▸ What this task involves: Please show every line in the entries below that includes the word "pole".

Stored items from a collection
════════════════════

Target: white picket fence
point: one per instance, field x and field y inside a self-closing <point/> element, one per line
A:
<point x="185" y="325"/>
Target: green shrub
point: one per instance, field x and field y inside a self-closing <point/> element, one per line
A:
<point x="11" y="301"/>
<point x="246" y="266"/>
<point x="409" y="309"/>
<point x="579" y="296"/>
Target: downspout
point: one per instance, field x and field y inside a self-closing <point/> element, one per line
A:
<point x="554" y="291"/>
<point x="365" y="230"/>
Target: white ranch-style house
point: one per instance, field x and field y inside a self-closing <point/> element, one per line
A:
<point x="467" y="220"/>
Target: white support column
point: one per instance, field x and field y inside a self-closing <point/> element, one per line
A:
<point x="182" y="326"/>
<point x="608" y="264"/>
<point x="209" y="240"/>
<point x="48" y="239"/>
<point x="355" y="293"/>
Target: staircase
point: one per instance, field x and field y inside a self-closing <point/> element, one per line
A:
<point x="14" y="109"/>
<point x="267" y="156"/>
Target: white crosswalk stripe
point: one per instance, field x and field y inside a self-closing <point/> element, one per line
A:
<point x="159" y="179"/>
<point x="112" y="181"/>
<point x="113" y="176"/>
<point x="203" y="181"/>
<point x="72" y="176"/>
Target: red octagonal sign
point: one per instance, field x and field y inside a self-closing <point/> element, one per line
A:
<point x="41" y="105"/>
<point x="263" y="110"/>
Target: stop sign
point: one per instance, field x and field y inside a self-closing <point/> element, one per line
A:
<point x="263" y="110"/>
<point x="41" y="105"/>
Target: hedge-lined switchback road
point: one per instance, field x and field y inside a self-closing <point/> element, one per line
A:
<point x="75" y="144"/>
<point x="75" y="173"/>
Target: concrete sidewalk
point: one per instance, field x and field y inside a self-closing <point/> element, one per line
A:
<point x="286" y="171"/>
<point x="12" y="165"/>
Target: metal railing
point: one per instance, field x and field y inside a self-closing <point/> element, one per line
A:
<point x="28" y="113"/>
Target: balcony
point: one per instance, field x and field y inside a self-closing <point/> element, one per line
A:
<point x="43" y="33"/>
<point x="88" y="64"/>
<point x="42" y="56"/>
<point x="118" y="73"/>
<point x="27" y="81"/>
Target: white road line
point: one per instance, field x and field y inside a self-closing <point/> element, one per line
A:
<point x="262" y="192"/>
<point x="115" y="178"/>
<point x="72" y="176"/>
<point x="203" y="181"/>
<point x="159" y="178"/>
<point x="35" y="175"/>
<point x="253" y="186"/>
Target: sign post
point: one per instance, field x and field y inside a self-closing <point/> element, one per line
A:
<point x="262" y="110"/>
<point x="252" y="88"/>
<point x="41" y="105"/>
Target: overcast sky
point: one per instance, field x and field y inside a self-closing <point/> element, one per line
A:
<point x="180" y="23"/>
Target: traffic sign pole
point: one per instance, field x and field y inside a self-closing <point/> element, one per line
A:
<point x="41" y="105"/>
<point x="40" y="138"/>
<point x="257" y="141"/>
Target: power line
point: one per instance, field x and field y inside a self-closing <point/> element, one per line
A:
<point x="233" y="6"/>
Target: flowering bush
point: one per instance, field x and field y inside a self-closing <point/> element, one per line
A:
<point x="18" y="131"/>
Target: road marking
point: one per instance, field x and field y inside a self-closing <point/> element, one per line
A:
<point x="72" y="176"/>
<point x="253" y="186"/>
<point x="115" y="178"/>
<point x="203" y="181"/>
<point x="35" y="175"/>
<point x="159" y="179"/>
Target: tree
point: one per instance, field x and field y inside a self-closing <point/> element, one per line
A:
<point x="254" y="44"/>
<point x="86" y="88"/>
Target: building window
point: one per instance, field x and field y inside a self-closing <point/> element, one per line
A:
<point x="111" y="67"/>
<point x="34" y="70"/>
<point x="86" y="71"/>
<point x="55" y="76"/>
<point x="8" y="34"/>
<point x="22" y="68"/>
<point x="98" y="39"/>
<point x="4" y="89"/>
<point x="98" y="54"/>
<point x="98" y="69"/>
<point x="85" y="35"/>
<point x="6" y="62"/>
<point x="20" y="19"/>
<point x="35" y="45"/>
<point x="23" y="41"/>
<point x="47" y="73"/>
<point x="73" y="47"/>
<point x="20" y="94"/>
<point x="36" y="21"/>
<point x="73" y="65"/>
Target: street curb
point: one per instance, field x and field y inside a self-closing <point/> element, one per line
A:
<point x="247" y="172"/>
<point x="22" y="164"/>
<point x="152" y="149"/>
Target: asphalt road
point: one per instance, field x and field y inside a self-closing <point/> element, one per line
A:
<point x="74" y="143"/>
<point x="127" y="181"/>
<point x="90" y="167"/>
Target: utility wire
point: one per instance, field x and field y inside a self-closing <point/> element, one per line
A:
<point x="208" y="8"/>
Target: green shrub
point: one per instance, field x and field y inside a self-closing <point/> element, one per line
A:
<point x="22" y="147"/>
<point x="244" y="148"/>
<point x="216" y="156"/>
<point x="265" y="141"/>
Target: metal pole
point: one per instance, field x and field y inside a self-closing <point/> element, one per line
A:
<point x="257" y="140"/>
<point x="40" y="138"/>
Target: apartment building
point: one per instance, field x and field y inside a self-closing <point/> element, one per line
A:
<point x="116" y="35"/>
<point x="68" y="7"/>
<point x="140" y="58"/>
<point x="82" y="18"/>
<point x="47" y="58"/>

════════════════════

▸ Final answer:
Target: traffic sign pole
Target: metal pole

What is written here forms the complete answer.